→ **GOAL A**: Please turn everything in the records from the line containing "Objective: for every instance of the stairway, indicate" down to the end of the records into a numbered list, leaving out blank lines.

→ **TEXT SEGMENT**:
- - -

# Conchfish 18 first water test



## Bobber21 (Jul 31, 2019)

It has been awhile since i've participated in the forum, however, i have been
watching the forum for quite some time, just thought I would share a few pictures of my completed project.
It is a slightly modified 18' Conchfish. I still have some add ons to install. Took it out for a test last week, it handles just fine. I need to do more testing in the near future, weather permitting, and i will post more videos. Let me know what your thoughts are regarding "add on options".


----------



## CKEAT (Aug 26, 2015)

Looks very nice! Congrats!


----------



## fattypoon (Aug 24, 2015)

this is tits
awesome job


----------



## Smackdaddy53 (Dec 31, 2012)

Very nice


----------



## GoGataGo52__20 (Jun 26, 2016)

Very nice man, I wouldn’t add too much till you fish her. Any numbers with the 70hp?


----------



## Sublime (Oct 9, 2015)

Nice. I need to finish my 18 Concfish !!!


----------



## Marshdweller08 (Aug 1, 2018)

Nice job. What beautiful skiff! 👍👍👍


----------



## Mark H (Nov 22, 2016)

GoGataGo52__20 said:


> Very nice man, I wouldn’t add too much till you fish her. Any numbers with the 70hp?


My money says it scoots along pretty good.


----------



## will98 (Dec 18, 2021)

Super clean! That's a work of art, congrats


----------



## Fishshoot (Oct 26, 2017)

Looks really nice!! Is that an optical illusion with the shadows, or do I see a small bump out under the gunners by rod holders?


----------



## birdyshooter (Sep 17, 2019)

We’ll done!! K.I.S.S.


----------



## bryson (Jun 22, 2015)

Beautiful! What did you change from the plans? Looks like it might be a slightly wider beam?

I don't know what add-ons you're curious about, but all I have on mine is nav lights (all wired to one switch), bilge pump, and tabs, and I love it. If I had a center console I'd probably do a GPS, but I just use my phone and/or a handheld on the occasions that I need one.

I'd love to check that thing out one day. Where in FL are you located?


----------



## SS06 (Apr 6, 2021)

Beauty


----------



## MikeChamp12 (May 17, 2021)

Well done


----------



## TidewateR (Nov 11, 2009)

great stance in the water with the 70 and no sponsons

Does she have trim tabs?


----------



## Zika (Aug 6, 2015)

- - -

Records from a data collection:

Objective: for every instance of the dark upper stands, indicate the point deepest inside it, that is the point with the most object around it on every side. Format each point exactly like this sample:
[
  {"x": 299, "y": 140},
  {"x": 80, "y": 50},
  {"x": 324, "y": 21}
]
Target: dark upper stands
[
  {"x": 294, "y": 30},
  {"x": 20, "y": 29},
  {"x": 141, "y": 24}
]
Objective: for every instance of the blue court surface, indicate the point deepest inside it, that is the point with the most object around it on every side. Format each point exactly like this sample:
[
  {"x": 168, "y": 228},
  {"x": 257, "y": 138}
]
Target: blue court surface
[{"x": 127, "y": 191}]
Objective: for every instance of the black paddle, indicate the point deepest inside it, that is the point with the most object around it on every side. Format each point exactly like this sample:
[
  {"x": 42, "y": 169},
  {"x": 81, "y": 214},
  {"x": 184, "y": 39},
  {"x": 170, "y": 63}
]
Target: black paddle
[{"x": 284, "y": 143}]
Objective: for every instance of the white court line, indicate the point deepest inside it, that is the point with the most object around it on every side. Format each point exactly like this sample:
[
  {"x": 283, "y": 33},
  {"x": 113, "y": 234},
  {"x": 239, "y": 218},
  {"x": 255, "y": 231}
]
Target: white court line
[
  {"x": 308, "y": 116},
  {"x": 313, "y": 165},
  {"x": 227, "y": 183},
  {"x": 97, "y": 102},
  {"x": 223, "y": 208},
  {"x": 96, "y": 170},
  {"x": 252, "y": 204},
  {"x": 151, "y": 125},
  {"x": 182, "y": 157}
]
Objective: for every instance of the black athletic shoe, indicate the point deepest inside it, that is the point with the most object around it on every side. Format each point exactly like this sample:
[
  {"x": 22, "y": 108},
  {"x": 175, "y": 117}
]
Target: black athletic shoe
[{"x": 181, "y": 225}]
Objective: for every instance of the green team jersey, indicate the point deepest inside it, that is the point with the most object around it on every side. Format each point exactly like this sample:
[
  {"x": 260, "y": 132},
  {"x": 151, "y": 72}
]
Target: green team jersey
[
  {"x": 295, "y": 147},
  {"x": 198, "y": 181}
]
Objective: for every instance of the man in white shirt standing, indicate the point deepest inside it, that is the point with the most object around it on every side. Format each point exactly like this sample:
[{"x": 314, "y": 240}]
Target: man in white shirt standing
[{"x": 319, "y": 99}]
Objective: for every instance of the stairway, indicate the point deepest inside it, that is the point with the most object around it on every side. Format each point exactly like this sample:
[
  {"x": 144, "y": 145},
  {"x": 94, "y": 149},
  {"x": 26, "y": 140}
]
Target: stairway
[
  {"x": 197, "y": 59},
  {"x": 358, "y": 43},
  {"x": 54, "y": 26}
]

- - -

→ **GOAL B**:
Answer these questions about the Conchfish thread:
(i) What is the length of the Conchfish that Bobber21 built?
(ii) What does bryson have on his own boat?
(iii) What engine horsepower does GoGataGo52__20 mention?

→ **ANSWER A**:
1. Objective: for every instance of the stairway, indicate the point deepest inside it, that is the point with the most object around it on every side. Format each point exactly like this sample:
2. [
3.   {"x": 144, "y": 145},
4.   {"x": 94, "y": 149},
5.   {"x": 26, "y": 140}
6. ]
7. Target: stairway
8. [
9.   {"x": 197, "y": 59},
10.   {"x": 358, "y": 43},
11.   {"x": 54, "y": 26}
12. ]

→ **ANSWER B**:
(i) 18 feet
(ii) Nav lights (all wired to one switch), a bilge pump, and tabs
(iii) 70hp